===== Records to use =====

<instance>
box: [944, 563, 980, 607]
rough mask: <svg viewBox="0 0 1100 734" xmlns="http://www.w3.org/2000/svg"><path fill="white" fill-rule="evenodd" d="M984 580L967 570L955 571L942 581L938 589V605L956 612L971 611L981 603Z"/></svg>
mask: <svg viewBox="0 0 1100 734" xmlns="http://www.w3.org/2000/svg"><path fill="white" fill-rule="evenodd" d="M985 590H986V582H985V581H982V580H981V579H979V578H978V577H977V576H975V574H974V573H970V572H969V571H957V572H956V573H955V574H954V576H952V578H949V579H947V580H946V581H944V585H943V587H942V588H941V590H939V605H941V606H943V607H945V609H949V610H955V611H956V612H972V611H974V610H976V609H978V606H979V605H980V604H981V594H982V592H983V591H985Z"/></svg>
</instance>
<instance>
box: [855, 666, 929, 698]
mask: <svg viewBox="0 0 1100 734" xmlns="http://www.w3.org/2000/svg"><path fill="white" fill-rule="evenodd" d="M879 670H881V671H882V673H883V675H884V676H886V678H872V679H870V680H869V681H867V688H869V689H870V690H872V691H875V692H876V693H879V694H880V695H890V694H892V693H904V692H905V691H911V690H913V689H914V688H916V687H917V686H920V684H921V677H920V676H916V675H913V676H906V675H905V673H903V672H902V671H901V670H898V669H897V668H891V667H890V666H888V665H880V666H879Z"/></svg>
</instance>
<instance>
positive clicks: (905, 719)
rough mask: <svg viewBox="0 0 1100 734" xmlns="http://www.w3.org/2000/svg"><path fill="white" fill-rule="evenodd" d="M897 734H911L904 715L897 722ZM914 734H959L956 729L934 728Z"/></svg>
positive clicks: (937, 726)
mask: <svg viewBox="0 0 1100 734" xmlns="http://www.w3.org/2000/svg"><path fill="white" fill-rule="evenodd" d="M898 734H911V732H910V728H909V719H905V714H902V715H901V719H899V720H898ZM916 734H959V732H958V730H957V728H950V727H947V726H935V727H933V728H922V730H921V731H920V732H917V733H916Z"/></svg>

=====
===== Records to use =====

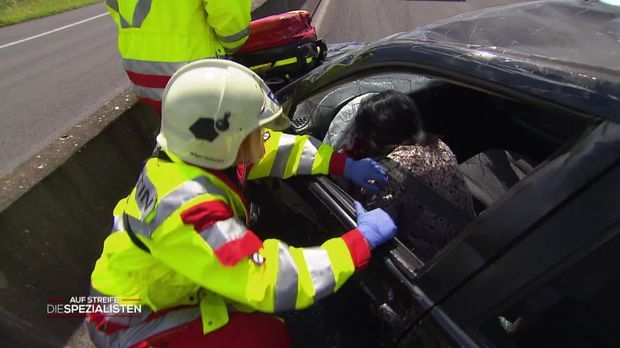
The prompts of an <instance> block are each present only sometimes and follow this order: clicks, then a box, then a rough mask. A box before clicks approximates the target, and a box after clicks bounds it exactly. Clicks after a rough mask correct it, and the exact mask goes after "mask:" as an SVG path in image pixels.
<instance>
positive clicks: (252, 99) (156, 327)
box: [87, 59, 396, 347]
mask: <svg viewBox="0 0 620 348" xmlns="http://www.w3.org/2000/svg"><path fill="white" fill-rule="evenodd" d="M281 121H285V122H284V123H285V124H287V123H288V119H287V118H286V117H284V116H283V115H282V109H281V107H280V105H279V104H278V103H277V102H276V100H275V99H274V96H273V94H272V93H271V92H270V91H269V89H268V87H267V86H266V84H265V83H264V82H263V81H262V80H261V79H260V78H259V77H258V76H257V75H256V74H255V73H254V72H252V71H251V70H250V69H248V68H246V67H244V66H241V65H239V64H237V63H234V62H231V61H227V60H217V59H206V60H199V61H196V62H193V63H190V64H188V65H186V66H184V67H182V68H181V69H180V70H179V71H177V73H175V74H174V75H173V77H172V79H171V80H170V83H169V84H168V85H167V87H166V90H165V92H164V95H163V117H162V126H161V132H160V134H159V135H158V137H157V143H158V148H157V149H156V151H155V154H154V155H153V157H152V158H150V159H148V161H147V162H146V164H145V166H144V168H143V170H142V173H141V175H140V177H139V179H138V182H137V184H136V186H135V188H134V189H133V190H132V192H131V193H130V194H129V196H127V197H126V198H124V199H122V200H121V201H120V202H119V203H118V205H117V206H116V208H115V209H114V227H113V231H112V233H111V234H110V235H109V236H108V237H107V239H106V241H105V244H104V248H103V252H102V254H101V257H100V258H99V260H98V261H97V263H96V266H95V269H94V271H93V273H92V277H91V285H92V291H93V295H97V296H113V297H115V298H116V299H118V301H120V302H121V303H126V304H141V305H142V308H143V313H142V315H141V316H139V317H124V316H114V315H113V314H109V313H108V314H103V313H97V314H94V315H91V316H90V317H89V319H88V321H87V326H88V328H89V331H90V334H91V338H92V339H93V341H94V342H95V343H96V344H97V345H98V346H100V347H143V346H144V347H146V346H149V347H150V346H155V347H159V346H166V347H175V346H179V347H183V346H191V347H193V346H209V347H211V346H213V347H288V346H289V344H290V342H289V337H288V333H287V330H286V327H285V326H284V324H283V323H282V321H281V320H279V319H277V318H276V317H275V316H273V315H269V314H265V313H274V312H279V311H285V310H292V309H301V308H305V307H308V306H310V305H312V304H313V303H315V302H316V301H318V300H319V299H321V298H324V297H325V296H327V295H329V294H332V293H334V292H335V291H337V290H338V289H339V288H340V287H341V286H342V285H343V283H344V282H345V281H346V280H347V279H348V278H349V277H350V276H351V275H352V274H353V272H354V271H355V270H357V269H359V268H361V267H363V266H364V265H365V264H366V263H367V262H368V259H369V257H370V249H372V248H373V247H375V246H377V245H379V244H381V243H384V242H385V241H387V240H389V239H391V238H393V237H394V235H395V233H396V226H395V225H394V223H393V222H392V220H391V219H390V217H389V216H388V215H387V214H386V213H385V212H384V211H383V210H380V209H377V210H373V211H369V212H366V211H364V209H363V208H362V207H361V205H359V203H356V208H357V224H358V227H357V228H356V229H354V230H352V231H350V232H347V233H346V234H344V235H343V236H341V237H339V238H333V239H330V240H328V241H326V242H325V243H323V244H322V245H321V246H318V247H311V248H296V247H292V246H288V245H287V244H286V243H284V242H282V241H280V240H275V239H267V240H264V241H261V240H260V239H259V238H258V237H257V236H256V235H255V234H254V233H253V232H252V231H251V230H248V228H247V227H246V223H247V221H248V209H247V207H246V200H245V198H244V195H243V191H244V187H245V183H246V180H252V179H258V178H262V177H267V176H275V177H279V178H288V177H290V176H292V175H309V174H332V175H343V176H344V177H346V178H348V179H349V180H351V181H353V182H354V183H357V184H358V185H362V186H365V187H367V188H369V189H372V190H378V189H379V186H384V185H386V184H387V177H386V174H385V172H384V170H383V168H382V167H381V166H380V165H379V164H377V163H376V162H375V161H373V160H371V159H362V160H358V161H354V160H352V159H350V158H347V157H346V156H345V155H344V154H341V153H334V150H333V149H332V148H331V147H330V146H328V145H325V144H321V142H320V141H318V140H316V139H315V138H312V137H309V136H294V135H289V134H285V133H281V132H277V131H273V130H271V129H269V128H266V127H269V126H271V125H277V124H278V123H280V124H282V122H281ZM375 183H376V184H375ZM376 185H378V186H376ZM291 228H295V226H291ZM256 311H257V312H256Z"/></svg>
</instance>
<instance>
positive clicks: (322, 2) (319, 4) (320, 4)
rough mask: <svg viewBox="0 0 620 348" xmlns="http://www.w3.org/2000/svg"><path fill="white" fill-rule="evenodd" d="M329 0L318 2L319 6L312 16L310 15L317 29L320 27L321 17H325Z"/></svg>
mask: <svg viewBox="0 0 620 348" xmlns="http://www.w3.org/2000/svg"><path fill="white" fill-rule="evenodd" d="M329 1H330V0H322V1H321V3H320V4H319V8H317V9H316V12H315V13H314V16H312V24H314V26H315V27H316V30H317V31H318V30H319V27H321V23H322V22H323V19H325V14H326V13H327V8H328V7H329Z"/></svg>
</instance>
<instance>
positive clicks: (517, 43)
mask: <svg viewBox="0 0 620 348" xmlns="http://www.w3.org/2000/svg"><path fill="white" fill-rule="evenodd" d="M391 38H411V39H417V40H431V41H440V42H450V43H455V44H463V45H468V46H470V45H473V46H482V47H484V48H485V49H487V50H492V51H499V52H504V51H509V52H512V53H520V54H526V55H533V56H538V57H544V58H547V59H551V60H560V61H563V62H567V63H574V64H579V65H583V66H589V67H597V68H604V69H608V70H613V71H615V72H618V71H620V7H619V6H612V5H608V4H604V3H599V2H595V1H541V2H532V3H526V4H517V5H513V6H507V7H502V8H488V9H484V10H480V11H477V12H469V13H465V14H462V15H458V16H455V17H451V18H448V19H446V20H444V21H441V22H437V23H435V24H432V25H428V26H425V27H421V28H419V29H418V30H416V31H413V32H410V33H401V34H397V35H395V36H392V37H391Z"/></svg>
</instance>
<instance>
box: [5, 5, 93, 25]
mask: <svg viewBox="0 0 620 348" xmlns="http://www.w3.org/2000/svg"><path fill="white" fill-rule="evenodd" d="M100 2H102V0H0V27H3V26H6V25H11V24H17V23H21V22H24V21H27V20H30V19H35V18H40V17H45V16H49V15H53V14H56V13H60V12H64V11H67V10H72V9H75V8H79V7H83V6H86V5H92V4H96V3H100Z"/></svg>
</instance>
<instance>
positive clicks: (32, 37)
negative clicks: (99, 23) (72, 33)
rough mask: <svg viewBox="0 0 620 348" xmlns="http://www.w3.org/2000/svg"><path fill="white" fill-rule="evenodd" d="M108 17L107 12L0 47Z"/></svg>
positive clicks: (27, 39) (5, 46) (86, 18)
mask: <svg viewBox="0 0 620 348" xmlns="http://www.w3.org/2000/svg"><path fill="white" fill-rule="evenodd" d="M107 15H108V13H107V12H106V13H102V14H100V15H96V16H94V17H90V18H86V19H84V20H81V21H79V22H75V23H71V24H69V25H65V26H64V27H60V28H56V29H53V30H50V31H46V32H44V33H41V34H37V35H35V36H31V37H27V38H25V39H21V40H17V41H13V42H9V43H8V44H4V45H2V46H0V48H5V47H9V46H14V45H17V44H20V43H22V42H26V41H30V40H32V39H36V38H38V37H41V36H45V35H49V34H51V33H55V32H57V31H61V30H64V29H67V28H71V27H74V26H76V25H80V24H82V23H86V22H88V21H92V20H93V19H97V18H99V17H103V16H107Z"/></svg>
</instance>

=====
===== Records to use =====

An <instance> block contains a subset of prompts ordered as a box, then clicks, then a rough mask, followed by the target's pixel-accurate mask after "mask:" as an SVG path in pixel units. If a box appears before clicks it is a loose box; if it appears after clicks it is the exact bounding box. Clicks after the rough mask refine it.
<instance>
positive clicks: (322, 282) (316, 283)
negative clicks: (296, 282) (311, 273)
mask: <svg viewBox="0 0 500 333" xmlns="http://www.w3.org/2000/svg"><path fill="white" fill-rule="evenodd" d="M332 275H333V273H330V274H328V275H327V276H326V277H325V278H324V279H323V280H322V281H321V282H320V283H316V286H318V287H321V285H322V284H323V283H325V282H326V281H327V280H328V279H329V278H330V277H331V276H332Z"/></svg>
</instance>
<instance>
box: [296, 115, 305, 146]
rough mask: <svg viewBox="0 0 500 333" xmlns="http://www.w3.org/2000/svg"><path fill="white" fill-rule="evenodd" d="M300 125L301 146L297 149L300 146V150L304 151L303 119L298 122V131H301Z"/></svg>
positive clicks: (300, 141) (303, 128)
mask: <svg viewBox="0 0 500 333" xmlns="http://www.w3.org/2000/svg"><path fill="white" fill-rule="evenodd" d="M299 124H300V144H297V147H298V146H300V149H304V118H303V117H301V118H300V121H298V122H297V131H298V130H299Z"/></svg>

=====

> Task instructions
The word "target" appears in some lines of the data. Copy every one of those lines.

> Exercise result
The prompts of an <instance> block are each present only sometimes and follow this order: clicks, then a box, then a rough mask. A box before clicks approximates the target, and a box after clicks bounds it exactly. Clicks after a rough mask correct it, and the exact mask goes after "mask:" as an SVG path in image pixels.
An <instance> block contains a subset of prompts ordered as a box, then clicks, then a rough mask, followed by the target's pixel-accurate mask after "mask:" as an SVG path in pixel units. If a box appears before clicks it is a loose box; if it appears after clicks it is the exact bounding box. Clicks after the rough mask refine it.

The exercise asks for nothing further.